▶ **SOURCE DOCUMENT**:
——————————
# Thunderchickens with a .410?



## TSS Caddis (Mar 15, 2002)

DEDGOOSE said:


> Ahh, Chuck Norris died ten years ago.. The grim reaper has just not worked up the courage to tell him yet


Ha ha.


----------



## jimposten (Sep 28, 2008)

I decided 15 yards will be her limit, unless I can get my hands on some 3" #6s. I am very satisfied with these paterns.

Here are her two targets, one is 10 yards, the other is 20, both with 2.5" #6...


























The 20 yarder is satisfactory, but a little thin. her 15 was a good happy medium. These shells only have 1/2oz of shot, so I think going with a 3" would thicken up the patern enough to convince me to bump her limit to 20 yards.


JIM


----------



## DEDGOOSE (Jan 19, 2007)

You look fine at 15 I wouldnt shoot 20.. If I can make a suggestion 3 inch 7.5s.. You might be shocked


----------



## Big Reds (Oct 14, 2007)

IMO, after seeing the patterns above, I would leave the 410 home. So many things have to go perfectly right to be successful, there is very little room for error.
As stated earlier, when the time comes the extra kick isn't even noticed!


----------



## bishs (Aug 30, 2000)

IMO, too much room for error in those patterns for a first time hunter. My daughter is in the same boat. She shoots the 410 fine, and I have not let her shoot the 20 yet. I am going to let her practice aiming through the scope and aligning it with the target. Let her get comfortable with the size and feel. When we hunt she will be with me in a double bull blind with a gun rest. That will be the first time she pulls the trigger on the 20. When she is exited and will not notice the extra kick.


----------



## jimposten (Sep 28, 2008)

DEDGOOSE said:


> You look fine at 15 I wouldnt shoot 20.. If I can make a suggestion 3 inch 7.5s.. You might be shocked


She has been practicing with 3" #8, and it destroys the target compared to this. I wish the 410 rounds werent so dificult to find in od sizes and loads.

I will search for some 3" 7s

JIM


----------



## November Sunrise (Jan 12, 2006)

jimposten said:


> She has been practicing with 3" #8, and it destroys the target compared to this. I wish the 410 rounds werent so dificult to find in od sizes and loads.
> 
> I will search for some 3" 7s
> 
> JIM


Cabelas has 3" 6's and 7.5's.

http://www.cabelas.com/cabelas/en/t...215143a&type=product&cmCat=cchart_lead_shells


----------



## FireDoc66 (Oct 9, 2005)

If they don't, I'll check my personal stock. I rarely use my .410 right now, and my daughter is still too small to shoot it. I'm close enough to you as well to make an exchange easily. Try Johnson's though too, that's where I usually bought my .410 loads when I shot it alot. Good luck this season!


----------



## SNAREMAN (Dec 10, 2006)

All this talk about the 410 got me to break-out my dads old bolt single-shot.Had my 8yr old step-son shoot it at 15 and 25yds,3in #4 rems.No dought in my mind,that out to 25yds you will have a dead turkey


----------



## double lung (Sep 7, 2007)
——————————
▶ **PROVIDED DATA**:
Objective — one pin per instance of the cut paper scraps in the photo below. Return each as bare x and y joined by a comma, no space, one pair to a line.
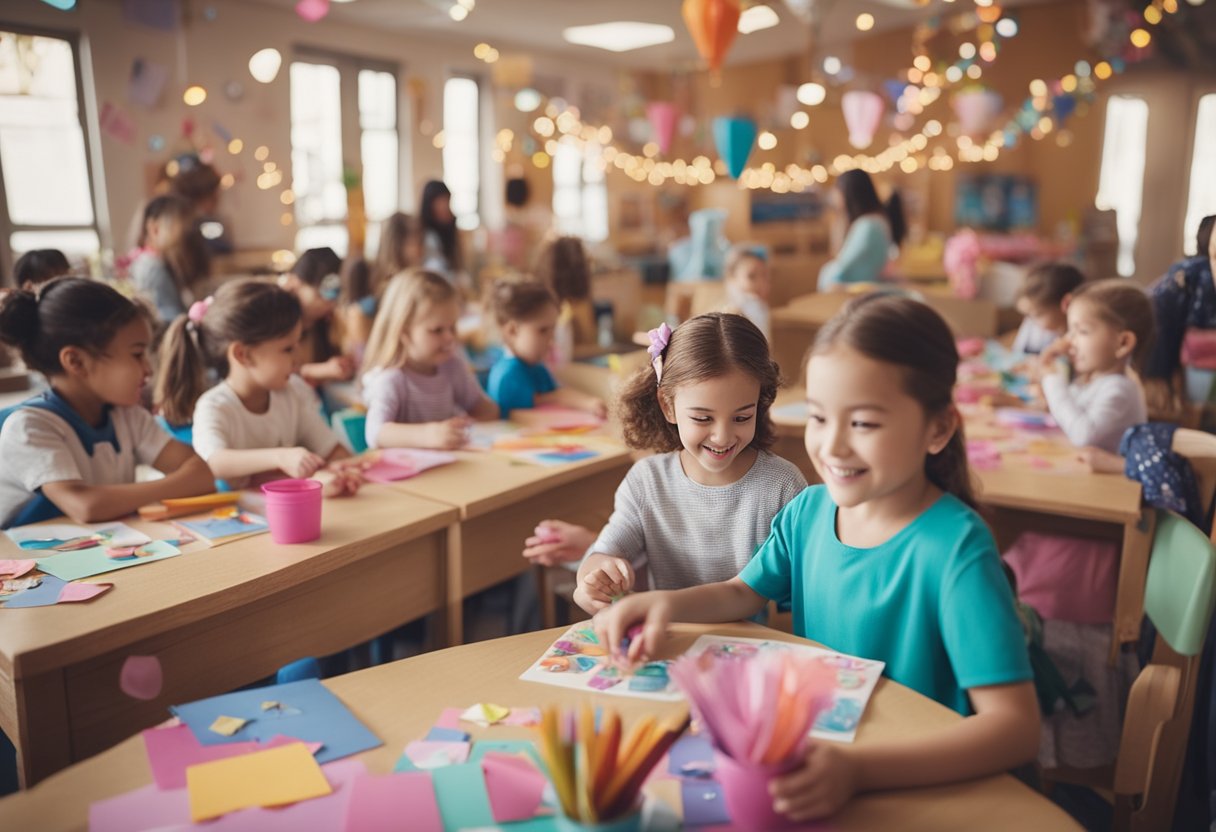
——————————
▶ **WRITTEN TASKS**:
**1)** In the thread about turkey hunting with a .410, how much shot do jimposten's 2.5-inch shells hold?
**2)** Write the next part of the thread about turkey hunting with a .410, picking up right after its final line.
You won't need the data for this.

▶ **FINAL RESULTS**:
**1)** 1/2 oz of shot.

**2)**
jimposten said:


> She has been practicing with 3" #8, and it destroys the target compared to this. I wish the 410 rounds werent so dificult to find in od sizes and loads.
> 
> I will search for some 3" 7s
> 
> JIM


How much energy difference is there between 7's and 8's at 20 to 25 yards?


----------



## DEDGOOSE (Jan 19, 2007)

The mass of

7.5=1.09031

8= 0.92706

Somebody else do the math


----------



## Ieatantlers (Oct 7, 2008)

DEDGOOSE said:


> The mass of
> 
> 7.5=1.09031
> 
> ...


What are the velocities? Figuring the energy is as easy as Mass x Velocity- but obviously, the velocity is dependent on how much powder you have behind your bb's. The velocity will also obviously vary at 20 yards and 25 yards. Finding those down range velocities may not be too easy.


----------



## UNCLE TUB (Dec 1, 2009)

Using the largest shot as suggested above #6 in the 3" shell with a full choke will do the job within the guns patterning range and the distances you speak. You say you can get them close then this is good as just because your gun patterns further out does not mean that the energy is there to sufficiently make a clean kill. Also the closer the bird is to you the smaller the pattern will be and thus more room for her to miss the head unless she is dead on target. At fifteen to twenty yards max with a 3" #6 shot with a head shot and you will have no problem as the guns pattern should open a little at these ranges. Use yardage stakes at your blind for the maximum yardage that you are going to shoot and do not shoot anything that is not inside of these. Forget about all the statistics of down range energy and velocity at these ranges.Years ago my grandfather only used a .410 for everything including deer and turkey. I do not know how many animals he wounded if any, but there are stories and some pictures of many he did harvest . Don't be afraid to use this gun as mentioned above just know it's limits and you will be fine. It is great to get your daughter envolved into hunting. Good luck!!!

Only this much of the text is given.